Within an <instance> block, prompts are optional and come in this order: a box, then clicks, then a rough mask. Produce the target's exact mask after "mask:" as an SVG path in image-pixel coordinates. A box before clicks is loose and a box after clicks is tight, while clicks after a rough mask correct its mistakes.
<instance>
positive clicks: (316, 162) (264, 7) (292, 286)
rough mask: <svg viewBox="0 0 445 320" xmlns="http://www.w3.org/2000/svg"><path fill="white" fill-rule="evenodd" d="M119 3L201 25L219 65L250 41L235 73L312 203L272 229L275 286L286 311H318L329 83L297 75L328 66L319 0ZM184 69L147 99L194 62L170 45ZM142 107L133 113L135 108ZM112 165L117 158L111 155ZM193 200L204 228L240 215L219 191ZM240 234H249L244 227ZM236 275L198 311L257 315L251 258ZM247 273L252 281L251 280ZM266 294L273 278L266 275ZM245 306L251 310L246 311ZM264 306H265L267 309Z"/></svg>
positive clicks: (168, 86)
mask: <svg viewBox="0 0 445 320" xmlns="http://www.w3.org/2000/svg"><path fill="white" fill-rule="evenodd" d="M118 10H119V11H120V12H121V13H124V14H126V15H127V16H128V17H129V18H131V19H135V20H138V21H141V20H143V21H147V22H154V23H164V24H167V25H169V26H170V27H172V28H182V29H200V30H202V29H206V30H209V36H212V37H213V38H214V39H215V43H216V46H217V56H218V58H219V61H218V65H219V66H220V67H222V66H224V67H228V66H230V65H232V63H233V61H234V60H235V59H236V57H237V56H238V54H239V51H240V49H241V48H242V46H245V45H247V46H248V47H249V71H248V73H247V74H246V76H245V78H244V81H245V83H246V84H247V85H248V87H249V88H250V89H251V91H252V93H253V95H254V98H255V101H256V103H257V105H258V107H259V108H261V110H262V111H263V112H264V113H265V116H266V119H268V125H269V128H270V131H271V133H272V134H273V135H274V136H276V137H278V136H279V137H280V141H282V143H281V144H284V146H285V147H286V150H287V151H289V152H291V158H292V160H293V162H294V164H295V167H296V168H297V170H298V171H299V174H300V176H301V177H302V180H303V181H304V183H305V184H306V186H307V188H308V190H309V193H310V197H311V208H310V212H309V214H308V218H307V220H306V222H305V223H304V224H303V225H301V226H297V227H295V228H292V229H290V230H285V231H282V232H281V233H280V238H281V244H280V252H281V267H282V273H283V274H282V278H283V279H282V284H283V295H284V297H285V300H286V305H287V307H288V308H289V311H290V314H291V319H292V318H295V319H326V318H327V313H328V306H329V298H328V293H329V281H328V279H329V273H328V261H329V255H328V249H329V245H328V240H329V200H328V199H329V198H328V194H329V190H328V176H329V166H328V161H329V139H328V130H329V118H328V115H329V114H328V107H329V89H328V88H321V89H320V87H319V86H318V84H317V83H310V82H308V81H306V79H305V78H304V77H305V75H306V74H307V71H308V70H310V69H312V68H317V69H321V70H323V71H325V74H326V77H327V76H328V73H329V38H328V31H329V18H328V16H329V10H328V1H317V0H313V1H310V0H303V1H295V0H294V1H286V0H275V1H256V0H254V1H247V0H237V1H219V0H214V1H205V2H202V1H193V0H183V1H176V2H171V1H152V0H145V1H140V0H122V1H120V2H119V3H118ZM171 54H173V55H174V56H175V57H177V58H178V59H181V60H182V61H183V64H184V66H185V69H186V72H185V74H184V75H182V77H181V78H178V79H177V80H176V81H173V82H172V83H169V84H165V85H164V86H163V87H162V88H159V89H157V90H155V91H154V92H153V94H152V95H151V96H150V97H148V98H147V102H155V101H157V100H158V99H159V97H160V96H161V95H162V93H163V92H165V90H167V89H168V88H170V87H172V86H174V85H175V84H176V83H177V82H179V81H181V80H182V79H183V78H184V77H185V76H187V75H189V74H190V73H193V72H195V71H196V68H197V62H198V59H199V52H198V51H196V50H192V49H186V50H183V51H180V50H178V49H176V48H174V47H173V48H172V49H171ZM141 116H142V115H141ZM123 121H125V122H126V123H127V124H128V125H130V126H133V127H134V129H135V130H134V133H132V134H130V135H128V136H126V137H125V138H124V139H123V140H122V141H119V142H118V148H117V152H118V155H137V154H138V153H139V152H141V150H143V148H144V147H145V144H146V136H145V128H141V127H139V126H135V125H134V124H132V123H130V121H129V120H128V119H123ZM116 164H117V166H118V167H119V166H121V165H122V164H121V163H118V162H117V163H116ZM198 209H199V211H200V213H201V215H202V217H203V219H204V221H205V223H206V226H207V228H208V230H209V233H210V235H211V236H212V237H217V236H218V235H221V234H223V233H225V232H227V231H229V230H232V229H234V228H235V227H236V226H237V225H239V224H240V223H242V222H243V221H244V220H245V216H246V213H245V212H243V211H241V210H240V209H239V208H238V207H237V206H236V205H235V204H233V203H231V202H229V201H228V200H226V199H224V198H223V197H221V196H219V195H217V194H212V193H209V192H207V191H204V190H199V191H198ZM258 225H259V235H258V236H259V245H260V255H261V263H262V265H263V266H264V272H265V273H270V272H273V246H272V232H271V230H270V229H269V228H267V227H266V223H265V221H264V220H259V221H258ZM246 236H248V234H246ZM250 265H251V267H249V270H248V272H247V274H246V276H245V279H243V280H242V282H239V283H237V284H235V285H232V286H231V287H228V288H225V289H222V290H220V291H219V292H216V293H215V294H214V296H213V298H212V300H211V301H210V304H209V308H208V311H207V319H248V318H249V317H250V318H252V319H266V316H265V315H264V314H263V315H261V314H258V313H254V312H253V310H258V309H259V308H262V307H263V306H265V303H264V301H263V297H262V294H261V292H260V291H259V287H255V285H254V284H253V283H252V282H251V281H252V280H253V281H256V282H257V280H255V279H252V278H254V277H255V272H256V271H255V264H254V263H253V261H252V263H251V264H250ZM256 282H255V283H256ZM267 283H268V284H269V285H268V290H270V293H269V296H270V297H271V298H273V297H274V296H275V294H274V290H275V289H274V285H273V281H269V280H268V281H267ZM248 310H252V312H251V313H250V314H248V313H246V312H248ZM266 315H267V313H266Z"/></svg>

Assignment: Within the listing, how many lines hold the word "instance"? Only the number is to be given.

Exercise response: 2